**Raw data:**
_____

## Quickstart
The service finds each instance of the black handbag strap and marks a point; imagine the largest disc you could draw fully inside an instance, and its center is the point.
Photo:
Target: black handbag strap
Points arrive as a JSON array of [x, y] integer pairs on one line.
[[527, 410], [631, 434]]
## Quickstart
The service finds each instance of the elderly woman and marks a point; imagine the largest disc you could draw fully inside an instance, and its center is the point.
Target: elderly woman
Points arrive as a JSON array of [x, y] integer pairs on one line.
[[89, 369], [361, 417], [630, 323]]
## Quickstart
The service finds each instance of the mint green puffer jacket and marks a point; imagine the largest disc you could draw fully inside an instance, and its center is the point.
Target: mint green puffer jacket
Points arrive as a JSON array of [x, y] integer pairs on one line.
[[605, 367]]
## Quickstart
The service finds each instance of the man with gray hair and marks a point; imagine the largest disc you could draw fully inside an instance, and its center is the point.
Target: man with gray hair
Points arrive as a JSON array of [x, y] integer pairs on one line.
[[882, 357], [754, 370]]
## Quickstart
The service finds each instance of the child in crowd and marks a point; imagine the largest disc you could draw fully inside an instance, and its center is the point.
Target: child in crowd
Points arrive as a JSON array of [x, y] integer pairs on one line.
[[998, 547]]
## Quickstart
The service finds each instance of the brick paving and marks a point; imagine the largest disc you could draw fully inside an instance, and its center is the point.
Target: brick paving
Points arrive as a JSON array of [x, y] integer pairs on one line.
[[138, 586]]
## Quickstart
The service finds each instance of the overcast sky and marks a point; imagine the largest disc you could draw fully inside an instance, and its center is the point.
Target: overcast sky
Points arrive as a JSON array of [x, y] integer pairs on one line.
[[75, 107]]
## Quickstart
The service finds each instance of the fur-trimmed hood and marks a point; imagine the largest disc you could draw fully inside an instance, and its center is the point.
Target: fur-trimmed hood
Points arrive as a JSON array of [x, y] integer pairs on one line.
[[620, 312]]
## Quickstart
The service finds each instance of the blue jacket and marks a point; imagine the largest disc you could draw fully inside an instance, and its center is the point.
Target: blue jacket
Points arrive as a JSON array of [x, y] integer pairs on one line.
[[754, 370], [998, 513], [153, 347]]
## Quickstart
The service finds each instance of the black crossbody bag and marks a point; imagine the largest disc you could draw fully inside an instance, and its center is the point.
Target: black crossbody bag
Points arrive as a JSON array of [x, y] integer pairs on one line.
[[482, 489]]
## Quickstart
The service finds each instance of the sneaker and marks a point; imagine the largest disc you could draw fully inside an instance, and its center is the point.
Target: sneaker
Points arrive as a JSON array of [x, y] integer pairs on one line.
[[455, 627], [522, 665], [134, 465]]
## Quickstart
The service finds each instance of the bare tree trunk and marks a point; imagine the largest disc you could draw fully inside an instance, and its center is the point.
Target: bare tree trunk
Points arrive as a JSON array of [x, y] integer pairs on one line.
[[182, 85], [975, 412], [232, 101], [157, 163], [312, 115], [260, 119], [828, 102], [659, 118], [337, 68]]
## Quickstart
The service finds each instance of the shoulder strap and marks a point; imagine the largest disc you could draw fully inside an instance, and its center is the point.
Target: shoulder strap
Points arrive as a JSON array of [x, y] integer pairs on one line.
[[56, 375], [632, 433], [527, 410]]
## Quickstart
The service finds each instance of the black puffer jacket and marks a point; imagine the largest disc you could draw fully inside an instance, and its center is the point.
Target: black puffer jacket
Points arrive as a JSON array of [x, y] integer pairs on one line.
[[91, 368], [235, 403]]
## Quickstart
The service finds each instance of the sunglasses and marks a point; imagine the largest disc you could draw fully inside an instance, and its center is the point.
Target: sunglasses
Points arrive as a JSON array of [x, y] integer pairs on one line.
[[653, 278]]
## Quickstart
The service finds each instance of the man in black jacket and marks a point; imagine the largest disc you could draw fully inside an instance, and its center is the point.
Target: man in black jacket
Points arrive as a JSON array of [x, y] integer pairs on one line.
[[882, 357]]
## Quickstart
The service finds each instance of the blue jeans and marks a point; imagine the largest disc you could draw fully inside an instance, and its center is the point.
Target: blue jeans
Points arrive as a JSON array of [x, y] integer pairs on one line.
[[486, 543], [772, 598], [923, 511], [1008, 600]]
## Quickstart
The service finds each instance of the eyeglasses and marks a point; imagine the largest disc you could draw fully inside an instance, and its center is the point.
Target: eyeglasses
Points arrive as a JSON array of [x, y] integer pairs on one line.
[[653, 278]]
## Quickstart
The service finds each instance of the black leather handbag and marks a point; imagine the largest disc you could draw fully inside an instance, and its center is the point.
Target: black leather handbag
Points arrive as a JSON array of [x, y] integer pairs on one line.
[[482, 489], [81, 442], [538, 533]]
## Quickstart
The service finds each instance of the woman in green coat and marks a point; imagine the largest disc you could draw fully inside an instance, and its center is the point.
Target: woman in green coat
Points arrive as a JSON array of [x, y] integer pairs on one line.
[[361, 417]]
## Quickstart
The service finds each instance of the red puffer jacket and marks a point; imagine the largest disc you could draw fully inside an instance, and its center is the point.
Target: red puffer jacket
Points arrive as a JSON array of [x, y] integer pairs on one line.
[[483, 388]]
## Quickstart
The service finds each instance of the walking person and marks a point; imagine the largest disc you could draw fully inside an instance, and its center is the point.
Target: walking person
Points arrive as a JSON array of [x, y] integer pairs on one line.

_____

**What this task involves:** Reproduce the material verbatim from its first line through the line containing "[[89, 369], [361, 417], [630, 323]]", including both of those lines.

**Reply:**
## Quickstart
The service finds each instance of the black handbag strap and marks a point; imagine the largest disc you could draw fully inside an instance, and its center is the point.
Photo:
Target: black handbag strap
Points arrive as a JSON array of [x, y] integer pairs on one line.
[[527, 410], [631, 434]]
## Quickstart
The service finds each instance of the elderly woman and marks a point; imagine the largest disc you could draw fully inside an instance, and its center is the point.
Target: elderly woman
Points arrive as a JSON array of [x, y] integer pairs on one line.
[[89, 369], [361, 417], [630, 323]]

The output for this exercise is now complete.